■ **TEXT PASSAGE**:

How Movies Can Engineer Learning

Interesting Engineering

If you want to inspire young minds, look no further than Hollywood. In a recent survey by Career Academies UK, 76% of London students claimed not to know a single engineer. A third of them, however, cited Iron Man as their inspiration for looking into science, technology, engineering and maths (STEM) courses to study and become an engineer. Films such as Iron Man, Avengers, Transformers and the Matrix cross the gender barrier and are inspiring a new generation of young engineers – and many of them are female.

800px-HK_Central_IFC_Mall_lunch_time_Place_IFC_movies_on_showing_April-2012[Image Source: Wikimedia]

Of the 20% of students who were able to name a famous engineer, the most popular answer was, unsurprisingly, Isambard Kingdom Brunel. But who else can young minds look up to – who are the leading females who inspire the creative minds of the future? Well, there are women like Yahoo CEO Marissa Meyer and Microsoft Research’s ‘Distinguished ScientistJennifer Chayes. For those who haven’t heard of these eminent females in engineering, it falls upon the shoulders of Hollywood to inadvertently create a new generation of aspiring scientists.

■ **EXERCISE TASK 1**:
According to the article on movies and engineering, why does it fall to Hollywood to create a new generation of aspiring scientists? Answer in one to three sentences.
■ **EXERCISE TASK 2**:
Please list every film the article on movies and engineering names as inspiring young engineers.
■ **EXERCISE TASK 3**:
In the article on movies and engineering, what share of London students claimed not to know a single engineer?
You won't need the rows that follow to do these tasks.

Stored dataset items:

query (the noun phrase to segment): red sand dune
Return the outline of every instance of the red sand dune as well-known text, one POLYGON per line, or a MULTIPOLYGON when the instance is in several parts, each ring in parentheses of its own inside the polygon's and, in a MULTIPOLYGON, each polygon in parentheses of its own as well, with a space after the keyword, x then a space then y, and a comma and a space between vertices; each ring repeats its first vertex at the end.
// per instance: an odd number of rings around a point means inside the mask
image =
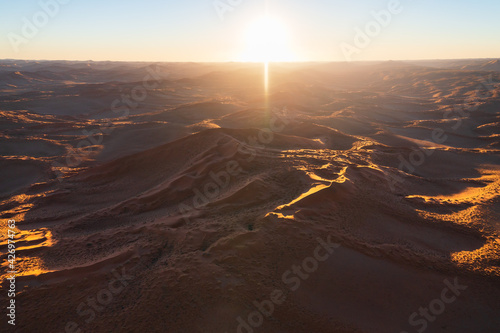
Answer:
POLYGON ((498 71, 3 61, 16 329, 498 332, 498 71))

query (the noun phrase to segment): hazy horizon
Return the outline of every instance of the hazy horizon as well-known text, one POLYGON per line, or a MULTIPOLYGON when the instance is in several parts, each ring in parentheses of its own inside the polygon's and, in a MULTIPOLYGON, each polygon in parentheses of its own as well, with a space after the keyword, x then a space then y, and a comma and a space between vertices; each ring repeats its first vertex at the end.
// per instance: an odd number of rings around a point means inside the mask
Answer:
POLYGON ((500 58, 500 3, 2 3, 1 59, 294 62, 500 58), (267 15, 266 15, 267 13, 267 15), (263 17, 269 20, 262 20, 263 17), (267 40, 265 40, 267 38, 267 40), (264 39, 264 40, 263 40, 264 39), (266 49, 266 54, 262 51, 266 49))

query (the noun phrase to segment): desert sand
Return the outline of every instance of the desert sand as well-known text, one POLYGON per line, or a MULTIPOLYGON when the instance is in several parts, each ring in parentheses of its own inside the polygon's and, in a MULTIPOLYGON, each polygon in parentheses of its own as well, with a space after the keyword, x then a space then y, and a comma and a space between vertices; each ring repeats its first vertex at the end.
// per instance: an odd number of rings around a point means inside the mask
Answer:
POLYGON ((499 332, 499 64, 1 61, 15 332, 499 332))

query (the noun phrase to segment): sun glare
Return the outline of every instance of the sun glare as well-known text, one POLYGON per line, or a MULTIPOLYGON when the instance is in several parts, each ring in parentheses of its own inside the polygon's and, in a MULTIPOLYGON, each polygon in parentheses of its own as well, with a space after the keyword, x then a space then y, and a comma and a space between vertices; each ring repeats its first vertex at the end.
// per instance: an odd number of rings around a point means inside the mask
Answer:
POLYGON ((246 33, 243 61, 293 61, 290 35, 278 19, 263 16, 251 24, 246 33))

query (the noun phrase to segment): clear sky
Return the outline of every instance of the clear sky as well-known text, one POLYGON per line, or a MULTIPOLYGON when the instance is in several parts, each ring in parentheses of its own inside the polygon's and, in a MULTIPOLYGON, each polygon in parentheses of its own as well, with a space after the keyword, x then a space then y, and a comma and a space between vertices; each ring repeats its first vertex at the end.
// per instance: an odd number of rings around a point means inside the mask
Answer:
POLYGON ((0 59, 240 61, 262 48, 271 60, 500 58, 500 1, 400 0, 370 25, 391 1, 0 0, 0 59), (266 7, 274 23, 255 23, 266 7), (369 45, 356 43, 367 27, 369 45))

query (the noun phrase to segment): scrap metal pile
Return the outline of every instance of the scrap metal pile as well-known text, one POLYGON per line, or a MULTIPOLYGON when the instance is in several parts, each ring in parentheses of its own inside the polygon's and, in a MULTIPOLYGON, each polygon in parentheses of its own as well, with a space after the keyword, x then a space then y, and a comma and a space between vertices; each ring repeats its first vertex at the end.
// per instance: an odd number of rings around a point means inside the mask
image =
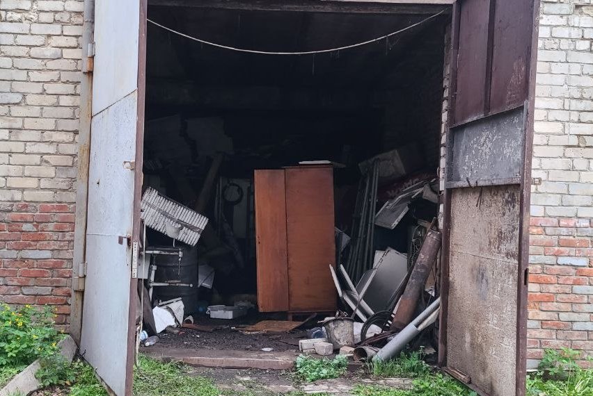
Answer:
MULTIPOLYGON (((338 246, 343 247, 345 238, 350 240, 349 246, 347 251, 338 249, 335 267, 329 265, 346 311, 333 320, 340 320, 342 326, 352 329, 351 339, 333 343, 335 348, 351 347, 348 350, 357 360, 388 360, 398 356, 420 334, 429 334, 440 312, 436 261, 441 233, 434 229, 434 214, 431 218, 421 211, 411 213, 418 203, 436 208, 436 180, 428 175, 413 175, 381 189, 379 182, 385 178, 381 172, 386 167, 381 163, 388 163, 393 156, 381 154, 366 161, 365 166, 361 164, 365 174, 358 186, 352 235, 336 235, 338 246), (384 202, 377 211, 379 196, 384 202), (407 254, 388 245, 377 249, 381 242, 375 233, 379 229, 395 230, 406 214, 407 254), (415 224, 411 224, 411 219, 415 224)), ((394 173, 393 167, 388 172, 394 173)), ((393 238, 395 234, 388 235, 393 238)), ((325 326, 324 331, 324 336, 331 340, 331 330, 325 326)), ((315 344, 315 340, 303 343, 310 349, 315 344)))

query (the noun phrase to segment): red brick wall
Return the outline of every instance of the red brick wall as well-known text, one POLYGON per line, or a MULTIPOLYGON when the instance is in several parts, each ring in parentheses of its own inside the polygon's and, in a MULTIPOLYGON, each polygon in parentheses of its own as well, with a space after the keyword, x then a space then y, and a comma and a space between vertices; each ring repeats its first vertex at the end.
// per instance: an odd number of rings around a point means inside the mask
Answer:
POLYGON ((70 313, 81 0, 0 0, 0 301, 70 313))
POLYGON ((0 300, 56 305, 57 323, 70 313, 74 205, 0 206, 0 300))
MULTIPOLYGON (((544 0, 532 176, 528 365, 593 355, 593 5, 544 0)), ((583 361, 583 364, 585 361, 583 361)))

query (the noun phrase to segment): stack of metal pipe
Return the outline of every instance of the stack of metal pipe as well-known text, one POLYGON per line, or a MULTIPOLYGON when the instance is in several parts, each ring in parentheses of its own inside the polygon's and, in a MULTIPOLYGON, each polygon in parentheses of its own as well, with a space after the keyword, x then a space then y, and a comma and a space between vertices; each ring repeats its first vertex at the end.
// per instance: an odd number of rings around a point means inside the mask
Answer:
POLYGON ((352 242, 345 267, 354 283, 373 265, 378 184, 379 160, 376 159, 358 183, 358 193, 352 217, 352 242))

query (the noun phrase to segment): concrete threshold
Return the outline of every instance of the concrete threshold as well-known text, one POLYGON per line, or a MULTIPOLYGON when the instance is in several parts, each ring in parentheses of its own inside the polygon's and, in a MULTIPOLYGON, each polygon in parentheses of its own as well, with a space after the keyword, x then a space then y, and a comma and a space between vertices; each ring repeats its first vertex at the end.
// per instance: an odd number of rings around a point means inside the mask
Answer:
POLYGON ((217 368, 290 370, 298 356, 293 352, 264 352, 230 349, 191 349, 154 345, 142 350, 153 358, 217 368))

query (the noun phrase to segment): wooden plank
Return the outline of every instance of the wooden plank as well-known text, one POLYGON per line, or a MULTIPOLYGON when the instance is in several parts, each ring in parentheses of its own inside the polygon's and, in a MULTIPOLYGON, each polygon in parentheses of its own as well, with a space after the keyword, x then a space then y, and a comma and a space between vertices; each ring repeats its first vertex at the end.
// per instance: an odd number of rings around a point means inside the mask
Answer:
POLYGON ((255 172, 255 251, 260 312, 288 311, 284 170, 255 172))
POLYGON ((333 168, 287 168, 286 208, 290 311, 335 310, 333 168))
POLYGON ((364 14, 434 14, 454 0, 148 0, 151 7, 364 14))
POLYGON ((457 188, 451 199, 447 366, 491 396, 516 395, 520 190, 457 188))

==

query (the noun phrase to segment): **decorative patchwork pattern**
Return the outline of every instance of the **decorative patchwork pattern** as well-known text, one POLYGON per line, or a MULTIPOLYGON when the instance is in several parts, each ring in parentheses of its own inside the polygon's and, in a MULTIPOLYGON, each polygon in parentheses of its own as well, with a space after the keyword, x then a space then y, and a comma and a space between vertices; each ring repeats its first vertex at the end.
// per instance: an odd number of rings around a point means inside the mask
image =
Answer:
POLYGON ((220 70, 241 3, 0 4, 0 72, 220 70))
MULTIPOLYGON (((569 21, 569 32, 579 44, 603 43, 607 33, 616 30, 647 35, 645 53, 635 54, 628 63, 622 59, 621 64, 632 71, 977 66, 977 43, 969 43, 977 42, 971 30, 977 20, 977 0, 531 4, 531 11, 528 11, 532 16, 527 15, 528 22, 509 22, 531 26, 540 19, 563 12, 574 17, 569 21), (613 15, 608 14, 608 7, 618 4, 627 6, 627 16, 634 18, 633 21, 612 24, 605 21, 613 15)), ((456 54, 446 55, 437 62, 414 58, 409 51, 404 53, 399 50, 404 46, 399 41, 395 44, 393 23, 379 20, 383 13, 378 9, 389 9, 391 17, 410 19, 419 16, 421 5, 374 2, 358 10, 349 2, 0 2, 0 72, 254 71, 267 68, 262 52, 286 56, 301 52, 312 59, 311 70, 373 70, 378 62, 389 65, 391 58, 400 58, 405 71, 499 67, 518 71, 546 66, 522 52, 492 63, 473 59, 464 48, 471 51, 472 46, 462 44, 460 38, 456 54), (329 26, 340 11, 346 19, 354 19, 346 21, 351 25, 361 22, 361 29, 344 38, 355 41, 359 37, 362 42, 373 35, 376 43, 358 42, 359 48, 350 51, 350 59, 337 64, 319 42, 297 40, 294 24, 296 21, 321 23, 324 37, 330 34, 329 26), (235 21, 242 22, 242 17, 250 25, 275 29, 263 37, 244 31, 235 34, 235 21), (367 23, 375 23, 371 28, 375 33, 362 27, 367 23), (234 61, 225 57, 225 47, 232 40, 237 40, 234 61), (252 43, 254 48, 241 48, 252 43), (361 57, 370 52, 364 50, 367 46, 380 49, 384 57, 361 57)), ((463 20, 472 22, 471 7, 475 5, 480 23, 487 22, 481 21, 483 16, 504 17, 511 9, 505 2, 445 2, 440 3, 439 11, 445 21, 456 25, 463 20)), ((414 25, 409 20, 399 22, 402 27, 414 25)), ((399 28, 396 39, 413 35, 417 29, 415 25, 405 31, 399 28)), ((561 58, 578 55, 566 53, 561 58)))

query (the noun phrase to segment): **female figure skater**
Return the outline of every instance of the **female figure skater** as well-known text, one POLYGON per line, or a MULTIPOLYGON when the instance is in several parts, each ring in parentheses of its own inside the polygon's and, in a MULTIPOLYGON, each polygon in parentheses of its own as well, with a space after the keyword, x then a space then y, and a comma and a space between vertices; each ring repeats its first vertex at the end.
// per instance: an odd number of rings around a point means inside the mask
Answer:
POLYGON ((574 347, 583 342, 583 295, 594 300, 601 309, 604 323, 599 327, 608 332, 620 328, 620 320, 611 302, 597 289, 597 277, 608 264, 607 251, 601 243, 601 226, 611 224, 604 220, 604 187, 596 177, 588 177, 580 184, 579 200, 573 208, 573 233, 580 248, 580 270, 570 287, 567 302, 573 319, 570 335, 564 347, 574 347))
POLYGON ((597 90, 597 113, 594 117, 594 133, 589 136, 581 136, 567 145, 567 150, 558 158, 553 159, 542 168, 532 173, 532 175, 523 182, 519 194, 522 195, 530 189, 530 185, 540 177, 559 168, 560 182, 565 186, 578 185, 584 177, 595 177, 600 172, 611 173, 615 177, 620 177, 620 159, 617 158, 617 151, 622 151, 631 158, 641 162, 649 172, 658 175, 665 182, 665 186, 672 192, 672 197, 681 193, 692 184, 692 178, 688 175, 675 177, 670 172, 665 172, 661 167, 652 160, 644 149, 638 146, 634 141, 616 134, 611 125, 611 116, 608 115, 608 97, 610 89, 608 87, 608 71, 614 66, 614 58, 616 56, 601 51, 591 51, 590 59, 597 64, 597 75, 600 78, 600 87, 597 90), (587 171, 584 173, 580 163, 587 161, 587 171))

---

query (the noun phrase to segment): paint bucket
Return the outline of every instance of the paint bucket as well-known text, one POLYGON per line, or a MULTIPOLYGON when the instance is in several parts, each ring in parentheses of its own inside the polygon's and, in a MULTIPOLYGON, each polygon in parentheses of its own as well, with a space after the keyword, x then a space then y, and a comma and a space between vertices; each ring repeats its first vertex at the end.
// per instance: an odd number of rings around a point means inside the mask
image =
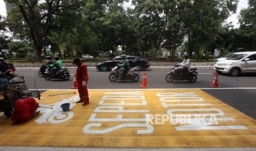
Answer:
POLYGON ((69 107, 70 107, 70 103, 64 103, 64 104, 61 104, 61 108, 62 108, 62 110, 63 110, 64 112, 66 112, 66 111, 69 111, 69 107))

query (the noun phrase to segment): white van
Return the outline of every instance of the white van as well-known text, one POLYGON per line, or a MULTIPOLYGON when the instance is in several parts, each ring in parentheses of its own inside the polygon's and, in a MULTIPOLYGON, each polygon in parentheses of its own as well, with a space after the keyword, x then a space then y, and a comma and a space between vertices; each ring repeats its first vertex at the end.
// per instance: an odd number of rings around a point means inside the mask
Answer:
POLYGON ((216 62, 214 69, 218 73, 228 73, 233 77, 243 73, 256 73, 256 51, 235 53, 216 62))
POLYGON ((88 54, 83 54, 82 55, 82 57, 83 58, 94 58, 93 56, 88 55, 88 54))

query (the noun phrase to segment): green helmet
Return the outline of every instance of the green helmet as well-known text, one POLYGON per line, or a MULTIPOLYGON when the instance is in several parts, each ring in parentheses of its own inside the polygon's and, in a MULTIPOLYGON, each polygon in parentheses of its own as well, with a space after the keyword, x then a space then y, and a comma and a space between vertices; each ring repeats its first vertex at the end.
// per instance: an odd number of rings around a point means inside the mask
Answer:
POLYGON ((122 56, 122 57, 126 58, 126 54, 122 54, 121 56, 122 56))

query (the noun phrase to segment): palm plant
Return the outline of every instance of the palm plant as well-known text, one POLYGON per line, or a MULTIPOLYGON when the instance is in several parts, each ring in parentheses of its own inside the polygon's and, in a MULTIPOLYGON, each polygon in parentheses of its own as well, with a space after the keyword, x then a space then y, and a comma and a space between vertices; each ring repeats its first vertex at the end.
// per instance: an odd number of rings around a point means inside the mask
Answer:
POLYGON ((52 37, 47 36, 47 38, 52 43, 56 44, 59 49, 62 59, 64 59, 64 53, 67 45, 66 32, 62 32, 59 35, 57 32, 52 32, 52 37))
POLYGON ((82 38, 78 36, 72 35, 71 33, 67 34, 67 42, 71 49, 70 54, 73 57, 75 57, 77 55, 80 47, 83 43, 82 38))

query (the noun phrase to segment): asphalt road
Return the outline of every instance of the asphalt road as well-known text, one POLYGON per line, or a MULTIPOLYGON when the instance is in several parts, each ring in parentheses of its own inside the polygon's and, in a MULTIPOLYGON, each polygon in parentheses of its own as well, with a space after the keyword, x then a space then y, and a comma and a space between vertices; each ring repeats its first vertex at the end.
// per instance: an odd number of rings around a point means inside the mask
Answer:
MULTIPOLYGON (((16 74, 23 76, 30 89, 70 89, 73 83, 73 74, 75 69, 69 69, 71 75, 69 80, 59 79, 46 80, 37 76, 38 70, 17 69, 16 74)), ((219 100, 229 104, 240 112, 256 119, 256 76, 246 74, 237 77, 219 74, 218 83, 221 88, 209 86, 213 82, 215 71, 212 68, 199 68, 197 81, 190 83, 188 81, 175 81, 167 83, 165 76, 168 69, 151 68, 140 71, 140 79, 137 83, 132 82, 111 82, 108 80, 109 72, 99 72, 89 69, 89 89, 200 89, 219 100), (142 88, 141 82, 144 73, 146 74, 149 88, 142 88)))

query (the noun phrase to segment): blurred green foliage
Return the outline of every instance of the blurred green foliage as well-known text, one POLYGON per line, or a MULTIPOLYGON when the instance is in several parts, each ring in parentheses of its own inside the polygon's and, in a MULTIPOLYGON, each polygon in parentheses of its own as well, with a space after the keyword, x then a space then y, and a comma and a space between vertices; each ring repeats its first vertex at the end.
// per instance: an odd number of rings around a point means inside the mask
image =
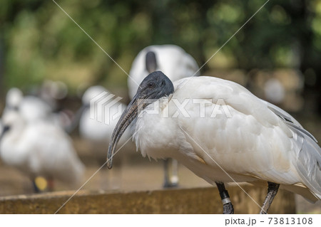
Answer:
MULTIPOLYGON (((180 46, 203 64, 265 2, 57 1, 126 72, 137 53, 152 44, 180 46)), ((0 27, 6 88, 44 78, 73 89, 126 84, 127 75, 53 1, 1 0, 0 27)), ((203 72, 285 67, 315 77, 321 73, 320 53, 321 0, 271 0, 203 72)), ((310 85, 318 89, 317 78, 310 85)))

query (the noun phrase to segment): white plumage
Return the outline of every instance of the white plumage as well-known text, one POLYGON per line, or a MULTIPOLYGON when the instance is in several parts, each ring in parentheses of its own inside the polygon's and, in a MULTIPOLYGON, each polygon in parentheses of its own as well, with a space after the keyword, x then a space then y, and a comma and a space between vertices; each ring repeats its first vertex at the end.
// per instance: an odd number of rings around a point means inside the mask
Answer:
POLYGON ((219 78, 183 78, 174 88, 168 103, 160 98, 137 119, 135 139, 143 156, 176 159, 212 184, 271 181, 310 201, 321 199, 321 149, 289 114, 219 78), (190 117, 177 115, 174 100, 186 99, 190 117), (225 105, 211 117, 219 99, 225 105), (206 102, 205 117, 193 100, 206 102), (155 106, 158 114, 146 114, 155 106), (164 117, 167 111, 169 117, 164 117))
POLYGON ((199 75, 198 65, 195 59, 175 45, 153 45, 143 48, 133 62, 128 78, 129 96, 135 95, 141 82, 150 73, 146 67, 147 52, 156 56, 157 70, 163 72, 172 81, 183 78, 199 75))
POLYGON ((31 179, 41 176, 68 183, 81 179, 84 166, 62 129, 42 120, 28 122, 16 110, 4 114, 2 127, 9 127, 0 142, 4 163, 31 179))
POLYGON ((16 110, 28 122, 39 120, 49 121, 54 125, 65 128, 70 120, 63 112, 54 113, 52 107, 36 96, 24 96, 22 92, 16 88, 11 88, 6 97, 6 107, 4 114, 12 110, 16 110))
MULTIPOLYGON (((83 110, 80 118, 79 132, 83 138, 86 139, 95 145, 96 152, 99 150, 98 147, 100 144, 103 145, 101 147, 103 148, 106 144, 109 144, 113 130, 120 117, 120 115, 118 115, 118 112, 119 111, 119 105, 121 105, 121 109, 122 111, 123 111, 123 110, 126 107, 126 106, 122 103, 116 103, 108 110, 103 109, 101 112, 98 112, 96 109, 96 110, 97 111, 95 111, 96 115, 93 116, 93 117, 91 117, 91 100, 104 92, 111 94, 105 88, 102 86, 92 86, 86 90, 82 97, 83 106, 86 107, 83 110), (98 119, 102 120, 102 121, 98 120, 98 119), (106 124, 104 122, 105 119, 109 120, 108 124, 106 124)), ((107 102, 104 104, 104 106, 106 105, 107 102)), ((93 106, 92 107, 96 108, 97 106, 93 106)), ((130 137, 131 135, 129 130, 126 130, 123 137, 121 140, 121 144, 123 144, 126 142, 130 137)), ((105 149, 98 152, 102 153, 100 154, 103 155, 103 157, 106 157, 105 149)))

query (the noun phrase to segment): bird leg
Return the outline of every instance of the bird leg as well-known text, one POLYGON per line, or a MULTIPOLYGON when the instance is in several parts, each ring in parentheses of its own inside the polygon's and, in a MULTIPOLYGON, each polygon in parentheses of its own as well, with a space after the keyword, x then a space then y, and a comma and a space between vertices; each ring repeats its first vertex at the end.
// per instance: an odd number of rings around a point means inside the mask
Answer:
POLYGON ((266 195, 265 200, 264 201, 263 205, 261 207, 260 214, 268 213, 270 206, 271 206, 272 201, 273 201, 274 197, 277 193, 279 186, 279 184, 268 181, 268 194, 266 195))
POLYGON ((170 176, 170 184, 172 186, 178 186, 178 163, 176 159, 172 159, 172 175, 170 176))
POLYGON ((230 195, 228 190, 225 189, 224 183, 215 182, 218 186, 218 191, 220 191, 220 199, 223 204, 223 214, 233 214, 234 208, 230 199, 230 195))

■ **TASK OUTPUT 1**:
Many people haven't heard of eminent women in engineering such as Marissa Meyer and Jennifer Chayes. For them, Hollywood is left to inadvertently inspire future scientists.

■ **TASK OUTPUT 2**:
Iron Man, Avengers, Transformers, the Matrix

■ **TASK OUTPUT 3**:
76%